[Work required]:
Put every line of the records below into a JSON list of strings, one string per line, skipping any blank lines.

[Records to use]:
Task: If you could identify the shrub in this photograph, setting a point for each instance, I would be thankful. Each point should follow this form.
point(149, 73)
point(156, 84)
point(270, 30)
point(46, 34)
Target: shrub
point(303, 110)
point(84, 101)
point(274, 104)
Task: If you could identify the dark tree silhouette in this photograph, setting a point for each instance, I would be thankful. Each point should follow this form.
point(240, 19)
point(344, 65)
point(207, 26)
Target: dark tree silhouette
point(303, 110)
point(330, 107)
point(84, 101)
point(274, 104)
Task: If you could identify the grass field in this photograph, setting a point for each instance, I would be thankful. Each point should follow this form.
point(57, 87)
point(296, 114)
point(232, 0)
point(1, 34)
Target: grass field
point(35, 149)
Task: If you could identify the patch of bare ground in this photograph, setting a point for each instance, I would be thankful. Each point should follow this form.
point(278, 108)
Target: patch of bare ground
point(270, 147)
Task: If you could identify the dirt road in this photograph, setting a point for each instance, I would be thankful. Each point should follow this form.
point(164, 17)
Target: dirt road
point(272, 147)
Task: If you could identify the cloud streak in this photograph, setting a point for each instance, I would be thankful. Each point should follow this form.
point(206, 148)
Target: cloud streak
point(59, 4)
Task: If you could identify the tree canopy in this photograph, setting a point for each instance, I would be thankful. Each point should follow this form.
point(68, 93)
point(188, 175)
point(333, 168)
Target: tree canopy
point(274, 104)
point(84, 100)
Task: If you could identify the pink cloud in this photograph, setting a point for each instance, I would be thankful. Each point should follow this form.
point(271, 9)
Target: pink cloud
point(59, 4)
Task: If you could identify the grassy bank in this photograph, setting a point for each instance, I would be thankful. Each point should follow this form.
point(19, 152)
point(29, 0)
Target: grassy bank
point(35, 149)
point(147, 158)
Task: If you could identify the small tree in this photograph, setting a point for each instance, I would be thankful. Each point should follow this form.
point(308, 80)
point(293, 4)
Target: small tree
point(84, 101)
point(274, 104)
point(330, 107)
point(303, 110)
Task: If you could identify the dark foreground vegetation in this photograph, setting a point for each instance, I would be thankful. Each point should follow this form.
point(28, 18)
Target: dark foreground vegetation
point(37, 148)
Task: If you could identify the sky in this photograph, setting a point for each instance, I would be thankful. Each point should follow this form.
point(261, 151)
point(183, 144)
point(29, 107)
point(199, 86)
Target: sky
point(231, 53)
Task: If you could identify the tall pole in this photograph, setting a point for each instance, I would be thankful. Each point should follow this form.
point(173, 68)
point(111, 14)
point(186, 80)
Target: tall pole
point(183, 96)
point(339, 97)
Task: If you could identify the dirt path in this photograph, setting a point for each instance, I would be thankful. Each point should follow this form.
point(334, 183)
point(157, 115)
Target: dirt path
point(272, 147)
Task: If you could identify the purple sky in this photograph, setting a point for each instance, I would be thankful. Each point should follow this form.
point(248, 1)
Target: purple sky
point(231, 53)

[Answer to the problem]:
[
  "Task: If you could identify the shrub in this photograph, setting a point for each instance, I would be thankful. Each point should follow this form.",
  "point(149, 73)",
  "point(156, 84)",
  "point(270, 30)",
  "point(46, 34)",
  "Target: shrub",
  "point(303, 110)",
  "point(84, 101)",
  "point(274, 104)",
  "Task: If you could identify the dark tree silhouette in this photograph, setting a point for each instance, I would be thankful. Each point should follow this form.",
  "point(240, 19)",
  "point(344, 65)",
  "point(207, 26)",
  "Target: dark tree silhouette",
  "point(303, 110)",
  "point(330, 107)",
  "point(84, 101)",
  "point(274, 104)",
  "Task: If you could identify the grass field in this photograph, setting a point for each instance, I would be thankful. Each point should follow this form.",
  "point(57, 87)",
  "point(296, 114)",
  "point(232, 0)",
  "point(1, 34)",
  "Target: grass field",
  "point(35, 149)",
  "Task: If you could identify the patch of bare ground in this photograph, setting a point for each instance, I would be thankful. Each point should follow this form.",
  "point(278, 108)",
  "Target: patch of bare ground",
  "point(270, 147)",
  "Task: If you could identify the dirt road in this photograph, setting a point for each instance, I would be thankful. Each point should follow this form.",
  "point(164, 17)",
  "Target: dirt road",
  "point(272, 147)",
  "Task: If you could identify the cloud streak in this photograph, setting a point for each instance, I would be thankful. Each point should follow this form.",
  "point(206, 148)",
  "Target: cloud streak",
  "point(59, 4)",
  "Task: If you could identify the tree canopy in this photograph, setting a point for each instance, I would be thankful. Each point should follow this form.",
  "point(68, 93)",
  "point(188, 175)",
  "point(333, 168)",
  "Target: tree canopy",
  "point(274, 104)",
  "point(84, 100)",
  "Task: If you could identify the pink cloud in this photograph, setting a point for each instance, I would be thankful. Each point should follow this form.",
  "point(271, 9)",
  "Target: pink cloud",
  "point(59, 4)",
  "Task: If you could identify the grassy bank in this photograph, setting a point for each instance, I would be thankful. Each point should follow this form.",
  "point(19, 152)",
  "point(29, 0)",
  "Target: grassy bank",
  "point(35, 149)",
  "point(147, 158)",
  "Task: If you could identify the small tree in this photograph, setting a point for each instance, I would be thankful. Each point should follow this form.",
  "point(308, 80)",
  "point(293, 4)",
  "Target: small tree",
  "point(84, 101)",
  "point(274, 104)",
  "point(330, 107)",
  "point(303, 110)",
  "Task: If you could identify the dark foreground vegetation in this photograph, setting a point for each instance, I would be thankful. Each point should follow this form.",
  "point(28, 18)",
  "Target: dark foreground vegetation",
  "point(37, 148)",
  "Task: If you could identify the sky in this photograph, setting a point for each instance, I would be thankful. Each point should follow this form.",
  "point(261, 151)",
  "point(183, 144)",
  "point(29, 107)",
  "point(199, 86)",
  "Target: sky",
  "point(231, 53)",
  "Task: If you could identify the tall pole in this photograph, setting a point for each instance, I would be thankful. Each point should follow this form.",
  "point(173, 68)",
  "point(111, 14)",
  "point(186, 80)",
  "Target: tall pole",
  "point(183, 96)",
  "point(339, 97)",
  "Task: If you could identify the dirt path in this photograph, setting a point for each instance, I would be thankful. Each point should follow this form.",
  "point(334, 183)",
  "point(157, 115)",
  "Target: dirt path",
  "point(272, 147)",
  "Task: If you could identify the purple sky in this photograph, setting a point for each instance, I would be thankful. Each point should follow this form.",
  "point(248, 1)",
  "Target: purple sky",
  "point(231, 53)"
]